Exercise description
Pick out each line in the records below that has the word "plant" in it, and copy those lines.

>> BEGIN Data for the task

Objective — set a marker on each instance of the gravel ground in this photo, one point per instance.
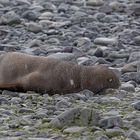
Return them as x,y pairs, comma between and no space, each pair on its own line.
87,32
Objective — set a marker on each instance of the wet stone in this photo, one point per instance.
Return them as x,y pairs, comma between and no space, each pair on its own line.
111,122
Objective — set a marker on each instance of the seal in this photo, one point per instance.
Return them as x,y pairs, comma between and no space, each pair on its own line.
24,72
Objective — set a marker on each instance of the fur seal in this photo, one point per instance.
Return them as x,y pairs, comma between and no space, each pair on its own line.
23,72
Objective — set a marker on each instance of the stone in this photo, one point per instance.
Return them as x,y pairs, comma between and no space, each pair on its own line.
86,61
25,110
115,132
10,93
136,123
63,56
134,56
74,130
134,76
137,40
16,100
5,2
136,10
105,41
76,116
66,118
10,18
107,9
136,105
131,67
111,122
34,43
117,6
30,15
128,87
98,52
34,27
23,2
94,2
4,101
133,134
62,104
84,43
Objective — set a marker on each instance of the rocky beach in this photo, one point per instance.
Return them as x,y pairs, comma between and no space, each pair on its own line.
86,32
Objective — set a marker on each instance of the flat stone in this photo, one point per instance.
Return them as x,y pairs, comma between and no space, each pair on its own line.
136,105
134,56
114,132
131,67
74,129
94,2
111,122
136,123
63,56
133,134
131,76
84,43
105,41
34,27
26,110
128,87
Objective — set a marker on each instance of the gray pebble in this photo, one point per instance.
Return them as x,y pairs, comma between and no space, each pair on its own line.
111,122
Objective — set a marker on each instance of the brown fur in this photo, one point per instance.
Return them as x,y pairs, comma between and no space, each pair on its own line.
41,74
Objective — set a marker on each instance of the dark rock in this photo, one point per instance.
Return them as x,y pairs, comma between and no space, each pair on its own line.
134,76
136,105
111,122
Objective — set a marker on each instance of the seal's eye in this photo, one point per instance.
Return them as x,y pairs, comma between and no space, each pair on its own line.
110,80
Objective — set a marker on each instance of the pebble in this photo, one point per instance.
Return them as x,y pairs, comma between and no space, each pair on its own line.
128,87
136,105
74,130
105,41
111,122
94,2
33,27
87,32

>> END Data for the task
>> BEGIN Data for the task

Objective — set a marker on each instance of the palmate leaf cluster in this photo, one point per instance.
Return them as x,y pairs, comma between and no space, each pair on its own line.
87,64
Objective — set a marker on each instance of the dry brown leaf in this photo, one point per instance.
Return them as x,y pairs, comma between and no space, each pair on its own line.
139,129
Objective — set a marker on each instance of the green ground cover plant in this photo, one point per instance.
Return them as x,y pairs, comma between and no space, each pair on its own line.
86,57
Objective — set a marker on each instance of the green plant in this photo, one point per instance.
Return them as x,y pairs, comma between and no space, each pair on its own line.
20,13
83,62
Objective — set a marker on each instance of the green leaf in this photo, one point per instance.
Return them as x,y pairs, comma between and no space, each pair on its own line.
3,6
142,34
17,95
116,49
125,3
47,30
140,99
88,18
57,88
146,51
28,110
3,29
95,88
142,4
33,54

>> END Data for the task

Solution
Objective — set a marker on each instance of the green ground cover plant in this photo, one point per instance.
Objective — set a marker on each instance of the green plant in this photo, one point per instance.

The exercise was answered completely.